= Work order 1 =
Answer these questions using the comments on resistance to change.
(a) According to the first comment, what is today's resistance more about finding?
(b) In Anup's third point, through what kind of session can an appropriately designed sequence of change be achieved?
(c) What word does the comment signed AD use for resistance?
= Work order 2 =
From the comments on resistance to change, extract the part starting with "3. Make sure" and going on through "up in chaos.".
= Work order 3 =
Continue the comments on resistance to change from where they stop.

= Source text =
□ □ □

My opinion is that the resistance we experience today is less about not wanting the next best thing and more about finding something that won't go extinct in the next 5 years... Or even 2. Something that makes sense for my business. Something I can use.

Anonymous said...

I have read your blog. It was a good reading. Resistance should always be expected as it is part of change and managing resistance is part of the change management. Resistance is not necessarily a bad thing.

'Change is Good', to my opinion and experience, is based on several points. Some of them are as follows:

1. Does the change have a positive business impact and is this a clear or a blurry vision?

2. Make sure everyone who is impacted by the change come to believe in the change in due course (this will depend on the strength of a true leader, no offence, but a regular certificated Operations Manager usually fails to achieve this objective and end up forcing the change with lot of negative impact on the organization)

3. Make sure sequence of change is appropriately designed, therefore, all the necessary steps are covered with minimal flaw. It is possible to achieve through brainstorming constituting representatives from all impacted parties. Often some over-confident Managers fail to achieve this by deciding whom they think would have enough knowledge to participate and often, therefore, they miss the right constituent. That's where they tend to lack leadership and their implementation of change start with flaws and ends up in chaos.

I would prefer to take these 3 points as foundation. Once passed we can proceed with all operational theories with change management and the success will be ours. Employee satisfaction with the change is nothing but a result of properly managed change by a true leader.

Anup

Anonymous said...

That's inertia ! my friend. Why humans, every object resists change.

cheers,

AD

Anonymous said...

Yes very true, whenever any kind of big change is required in organization, heavy resistance came from top management.

□ □ □

Stored data:
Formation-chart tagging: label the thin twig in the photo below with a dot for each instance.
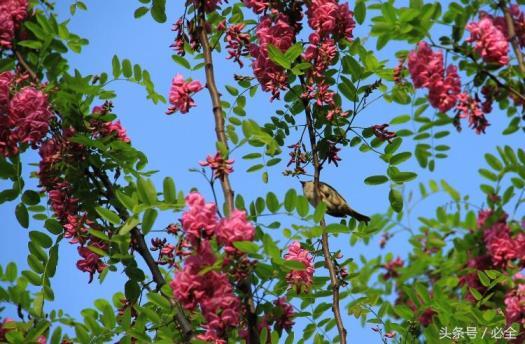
(514, 40)
(245, 285)
(142, 248)
(324, 238)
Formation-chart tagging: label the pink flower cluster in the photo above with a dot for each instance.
(277, 31)
(391, 268)
(212, 291)
(181, 93)
(468, 107)
(220, 166)
(237, 43)
(12, 12)
(515, 305)
(301, 280)
(503, 248)
(331, 22)
(24, 117)
(54, 152)
(427, 70)
(328, 17)
(489, 42)
(257, 6)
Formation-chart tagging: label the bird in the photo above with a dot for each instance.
(336, 205)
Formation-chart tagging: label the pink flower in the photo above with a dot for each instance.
(237, 43)
(29, 113)
(234, 228)
(90, 261)
(200, 219)
(490, 43)
(181, 94)
(515, 305)
(469, 108)
(425, 65)
(301, 279)
(211, 291)
(115, 128)
(327, 17)
(12, 12)
(443, 93)
(279, 33)
(220, 166)
(391, 268)
(258, 6)
(427, 70)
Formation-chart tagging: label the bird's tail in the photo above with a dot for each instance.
(359, 216)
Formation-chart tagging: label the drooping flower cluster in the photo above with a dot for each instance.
(181, 93)
(468, 107)
(237, 43)
(277, 31)
(391, 268)
(329, 18)
(427, 70)
(489, 42)
(12, 13)
(220, 167)
(301, 280)
(24, 116)
(212, 291)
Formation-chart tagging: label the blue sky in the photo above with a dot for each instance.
(176, 143)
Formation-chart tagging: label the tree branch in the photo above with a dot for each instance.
(324, 238)
(142, 248)
(244, 285)
(514, 40)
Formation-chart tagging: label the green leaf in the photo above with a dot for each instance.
(246, 246)
(399, 158)
(396, 200)
(402, 177)
(302, 206)
(108, 215)
(53, 226)
(139, 12)
(376, 180)
(360, 11)
(170, 193)
(289, 200)
(272, 202)
(278, 57)
(130, 223)
(30, 197)
(147, 191)
(43, 239)
(132, 290)
(127, 201)
(22, 215)
(493, 162)
(181, 61)
(158, 11)
(150, 215)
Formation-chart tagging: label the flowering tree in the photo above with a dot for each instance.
(219, 273)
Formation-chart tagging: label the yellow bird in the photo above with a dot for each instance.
(336, 205)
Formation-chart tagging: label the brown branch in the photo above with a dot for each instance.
(244, 285)
(142, 248)
(514, 40)
(324, 238)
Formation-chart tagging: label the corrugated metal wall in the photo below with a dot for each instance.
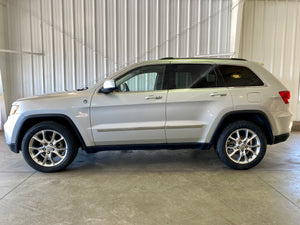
(82, 41)
(271, 35)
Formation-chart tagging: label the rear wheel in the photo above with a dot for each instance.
(48, 147)
(242, 145)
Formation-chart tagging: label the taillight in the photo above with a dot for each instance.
(285, 95)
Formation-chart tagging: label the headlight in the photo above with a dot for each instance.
(14, 109)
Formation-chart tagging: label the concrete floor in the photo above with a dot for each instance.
(153, 187)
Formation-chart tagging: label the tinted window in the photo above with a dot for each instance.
(193, 76)
(238, 76)
(148, 78)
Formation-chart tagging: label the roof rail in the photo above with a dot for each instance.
(241, 59)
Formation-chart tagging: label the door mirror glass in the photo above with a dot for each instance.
(108, 86)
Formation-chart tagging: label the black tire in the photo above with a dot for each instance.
(49, 147)
(241, 145)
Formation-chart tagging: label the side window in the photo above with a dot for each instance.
(147, 78)
(239, 76)
(193, 76)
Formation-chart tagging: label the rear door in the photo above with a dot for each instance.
(197, 98)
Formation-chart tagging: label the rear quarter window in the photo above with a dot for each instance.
(239, 76)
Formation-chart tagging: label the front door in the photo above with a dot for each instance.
(196, 99)
(135, 112)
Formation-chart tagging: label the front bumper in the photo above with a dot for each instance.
(11, 131)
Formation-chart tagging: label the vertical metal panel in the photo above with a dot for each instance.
(83, 41)
(270, 35)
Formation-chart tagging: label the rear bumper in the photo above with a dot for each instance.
(281, 138)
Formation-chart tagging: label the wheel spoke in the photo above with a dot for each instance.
(53, 136)
(253, 146)
(234, 151)
(245, 157)
(238, 134)
(240, 156)
(250, 139)
(55, 142)
(45, 159)
(37, 139)
(51, 160)
(246, 135)
(253, 152)
(58, 154)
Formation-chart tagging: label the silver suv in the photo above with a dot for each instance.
(233, 105)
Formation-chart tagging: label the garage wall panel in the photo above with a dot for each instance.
(271, 35)
(82, 41)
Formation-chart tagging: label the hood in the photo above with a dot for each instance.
(49, 96)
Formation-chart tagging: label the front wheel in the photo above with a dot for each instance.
(48, 147)
(241, 145)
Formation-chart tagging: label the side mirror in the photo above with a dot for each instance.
(108, 86)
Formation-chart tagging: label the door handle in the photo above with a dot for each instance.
(153, 97)
(218, 94)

□ □ □

= Exercise output 1 =
(a) Something that won't go extinct in the next 5 years, or even 2.
(b) Brainstorming with representatives from all impacted parties.
(c) Inertia.

= Exercise output 2 =
3. Make sure sequence of change is appropriately designed, therefore, all the necessary steps are covered with minimal flaw. It is possible to achieve through brainstorming constituting representatives from all impacted parties. Often some over-confident Managers fail to achieve this by deciding whom they think would have enough knowledge to participate and often, therefore, they miss the right constituent. That's where they tend to lack leadership and their implementation of change start with flaws and ends up in chaos.

= Exercise output 3 =
Any change brings new approach of addressing dynamic context. This new approach requires some change in R & R, organization design policy and paradigm. Here comes the discomfort for the top management, even though they are top decision makers still they are employees of the organization. They thinks nothing different from employees, they are scared of creating a state of unrest, which may leads to cutting their power, comfort zone by change in organization structure.

In true sense, due to employee kind of mindset majority of top management lacks sense of ownership to manage the magnitude of change. In this kind of scenario role of owner of the organization is very important to over ruled and impose changes with the concurrence from middle management.

Anonymous said...

Resistance to Change does not apply for consultants alone. It also applies to the Management of companies. By Management, I am not restricting myself to the Top Management, since it is applicable to all levels in a company.

We need to understand why do people resist. The basic reason why people resist change is the fear of loosing power in the organisation. If as a consultant or as a key person in charge of change, one should be able to understand the fear or in this case, "why is the person resisting change" and alleviate that fear. If this is acheived, then the organisation is on the right path of improvement.

Consultants make the mistake of not making an effort of understanding the fear. They are of the opinion that they should deliver only for what they are getting paid and generally do not take the extra effort of "walking the extra mile".